# EXERCISE DETAILS
Copy every entry. Do not alter a single word.

# Records drawn from a dataset
* * *

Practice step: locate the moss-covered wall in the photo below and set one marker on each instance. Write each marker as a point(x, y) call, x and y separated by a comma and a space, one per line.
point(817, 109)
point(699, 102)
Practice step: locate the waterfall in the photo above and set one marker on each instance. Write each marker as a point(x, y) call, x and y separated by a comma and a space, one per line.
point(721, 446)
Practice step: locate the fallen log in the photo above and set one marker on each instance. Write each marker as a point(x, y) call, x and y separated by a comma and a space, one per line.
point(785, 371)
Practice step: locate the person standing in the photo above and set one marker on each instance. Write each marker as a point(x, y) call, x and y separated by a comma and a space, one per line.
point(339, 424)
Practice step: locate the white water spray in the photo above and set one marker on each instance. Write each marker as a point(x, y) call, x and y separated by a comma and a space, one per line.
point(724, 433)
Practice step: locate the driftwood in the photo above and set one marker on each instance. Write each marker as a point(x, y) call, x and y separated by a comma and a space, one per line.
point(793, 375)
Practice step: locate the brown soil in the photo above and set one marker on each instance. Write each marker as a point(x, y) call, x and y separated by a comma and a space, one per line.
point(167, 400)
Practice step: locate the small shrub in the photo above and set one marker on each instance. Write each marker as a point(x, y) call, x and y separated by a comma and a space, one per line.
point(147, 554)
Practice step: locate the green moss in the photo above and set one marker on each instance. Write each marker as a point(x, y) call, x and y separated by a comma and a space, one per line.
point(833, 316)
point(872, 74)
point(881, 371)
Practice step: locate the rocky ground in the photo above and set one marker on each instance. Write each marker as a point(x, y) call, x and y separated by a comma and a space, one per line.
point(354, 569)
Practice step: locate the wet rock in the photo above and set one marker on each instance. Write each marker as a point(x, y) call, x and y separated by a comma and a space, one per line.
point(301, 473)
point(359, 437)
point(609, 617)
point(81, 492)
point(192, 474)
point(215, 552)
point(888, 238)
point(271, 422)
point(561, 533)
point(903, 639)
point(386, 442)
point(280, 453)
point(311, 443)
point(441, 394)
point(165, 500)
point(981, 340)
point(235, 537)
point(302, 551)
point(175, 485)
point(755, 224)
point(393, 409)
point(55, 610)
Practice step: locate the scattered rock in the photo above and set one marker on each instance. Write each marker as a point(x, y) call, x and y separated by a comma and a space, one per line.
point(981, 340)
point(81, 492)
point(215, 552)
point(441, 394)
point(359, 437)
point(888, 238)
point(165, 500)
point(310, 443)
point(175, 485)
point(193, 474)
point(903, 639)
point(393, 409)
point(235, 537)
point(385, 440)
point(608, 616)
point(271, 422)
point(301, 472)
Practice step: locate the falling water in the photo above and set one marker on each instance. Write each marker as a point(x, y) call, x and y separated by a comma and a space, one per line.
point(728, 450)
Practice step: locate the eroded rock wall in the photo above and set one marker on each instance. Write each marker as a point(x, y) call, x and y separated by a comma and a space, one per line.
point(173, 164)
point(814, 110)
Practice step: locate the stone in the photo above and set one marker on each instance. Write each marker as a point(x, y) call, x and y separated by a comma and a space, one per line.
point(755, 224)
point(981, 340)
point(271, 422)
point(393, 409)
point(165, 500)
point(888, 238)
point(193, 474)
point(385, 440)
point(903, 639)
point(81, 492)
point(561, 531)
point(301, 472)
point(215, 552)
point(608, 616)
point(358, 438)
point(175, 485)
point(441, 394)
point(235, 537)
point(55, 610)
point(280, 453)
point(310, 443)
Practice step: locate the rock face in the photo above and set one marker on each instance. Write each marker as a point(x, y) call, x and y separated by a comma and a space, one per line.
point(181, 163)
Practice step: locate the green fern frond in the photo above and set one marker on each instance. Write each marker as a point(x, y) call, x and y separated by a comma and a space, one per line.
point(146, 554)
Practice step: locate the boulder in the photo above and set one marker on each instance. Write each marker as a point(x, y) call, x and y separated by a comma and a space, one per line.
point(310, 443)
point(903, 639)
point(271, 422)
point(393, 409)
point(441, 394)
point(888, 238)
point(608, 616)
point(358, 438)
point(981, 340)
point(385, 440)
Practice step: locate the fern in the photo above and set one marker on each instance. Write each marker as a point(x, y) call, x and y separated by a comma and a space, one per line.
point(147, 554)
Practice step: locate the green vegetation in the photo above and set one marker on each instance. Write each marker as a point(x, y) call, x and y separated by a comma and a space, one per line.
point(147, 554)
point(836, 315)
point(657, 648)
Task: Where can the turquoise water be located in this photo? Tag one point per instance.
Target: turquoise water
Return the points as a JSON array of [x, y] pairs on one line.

* * *

# ANSWER SECTION
Practice step: locate the moss-covered wall in the photo below and set one marker on each instance. Write each marker as a point(x, y) call, x and y separated by a comma and a space, one per line.
point(817, 109)
point(699, 102)
Practice step: locate the waterfall in the photo above and set one marker on each instance. Write each marker as a point(x, y) call, x and y separated by a comma and a space, one per line.
point(721, 446)
Practice step: locate the fallen log in the photo above and set one marker on each instance. Write each marker as a point(x, y) call, x and y separated by a comma and a space, one per line.
point(785, 371)
Practice step: locate the person standing in the photo above and set one marker on each instance. Write each marker as a point(x, y) call, x and y separated by a comma and a space, one per line.
point(339, 424)
Practice step: locate the white water spray in the photo above and set one marker on each instance. Write each marker as a point(x, y) call, x and y separated by a comma and a space, one per line.
point(724, 433)
Practice step: locate the driftwood in the photo above and set one marker on each instance. Write each marker as a point(x, y) call, x and y separated by a comma and a space, one per line.
point(793, 375)
Practice step: locate the brown soil in the photo above and set one marker on each instance. Write each marker as a point(x, y) call, x and y separated by a comma and a space, one per line.
point(167, 400)
Practice step: locate the small shrub in the photo above and set one marker on each instance. Write each marker as a point(x, y) call, x and y separated by a comma and a space, one per line.
point(147, 554)
Practice step: locate the green moss in the photo above and set one marker on each instance. Write each marker as a point(x, y) call, x and y separated by a comma and a space, one per line.
point(833, 316)
point(872, 74)
point(881, 371)
Practice step: locate the rocky ground in the photo above and set one marker on each instance. Write each marker as a point(x, y) call, x and y separated by a comma and a space, one per line.
point(354, 569)
Practice step: locate the wet rock in the photo above and set one marker on each instance. Write each marker as a point(x, y) call, x and y separated by a comma and a space, one per line.
point(301, 473)
point(359, 437)
point(609, 617)
point(81, 492)
point(192, 474)
point(215, 552)
point(888, 238)
point(271, 422)
point(561, 533)
point(903, 639)
point(386, 442)
point(280, 453)
point(311, 443)
point(441, 394)
point(165, 500)
point(981, 340)
point(235, 537)
point(302, 551)
point(175, 485)
point(755, 224)
point(393, 409)
point(55, 610)
Practice step: locate the scattered rock in the photo above and set one marker on each instance. Write each marker as a point(x, y) call, x and y separated by a comma and a space, one per line.
point(981, 340)
point(81, 492)
point(215, 552)
point(441, 394)
point(359, 437)
point(888, 238)
point(165, 500)
point(310, 443)
point(175, 485)
point(193, 474)
point(903, 639)
point(393, 409)
point(235, 537)
point(385, 440)
point(608, 616)
point(271, 422)
point(301, 472)
Practice step: locate the falling water in the photo above and set one marker on each instance. Write each marker as a point(x, y) call, x and y separated by a comma and a space, one per line.
point(728, 450)
Practice step: locate the eroded rock wall in the photo above and set one marker on each instance. Write each marker as a point(x, y) call, x and y separated by a comma and a space, one per line.
point(173, 164)
point(814, 110)
Practice step: locate the stone in the photo above and set one marker on each instance. Write each marker as a point(x, y) call, x and y separated by a comma and a space, one per line.
point(755, 224)
point(981, 340)
point(271, 422)
point(393, 409)
point(165, 500)
point(888, 238)
point(193, 474)
point(385, 440)
point(903, 639)
point(81, 492)
point(561, 531)
point(301, 472)
point(215, 552)
point(608, 616)
point(358, 438)
point(175, 485)
point(441, 394)
point(235, 537)
point(55, 610)
point(280, 453)
point(310, 443)
Practice step: locate the rock face in the photo above and set one marker on each instance. Write each marker as a point(x, y) call, x and y separated by a comma and a space, one per line.
point(181, 163)
Practice step: locate the green fern frond in the photo above and set one marker on each instance. Write each marker as a point(x, y) call, x and y separated by a comma and a space, one per line.
point(146, 554)
Practice step: locate the boulder in the photo above and set one marker on each instance. Write each marker as a point(x, y) call, x and y separated by a comma and a space, one per line.
point(310, 443)
point(903, 639)
point(271, 422)
point(393, 409)
point(441, 394)
point(888, 238)
point(608, 616)
point(358, 438)
point(981, 340)
point(385, 440)
Practice step: locate the fern in the photo above and set one marker on each instance. Write each marker as a point(x, y) call, x and y separated by a comma and a space, one per line.
point(147, 554)
Practice step: locate the green vegetation in the photo above and set one marker on each instance. Write each marker as a point(x, y) call, x and y separated by a comma and a space, one per line.
point(147, 554)
point(836, 315)
point(657, 648)
Task: Where can the turquoise water be located in this photo? Tag one point per instance.
Target: turquoise water
Return the points as a JSON array of [x, y] pairs on one line.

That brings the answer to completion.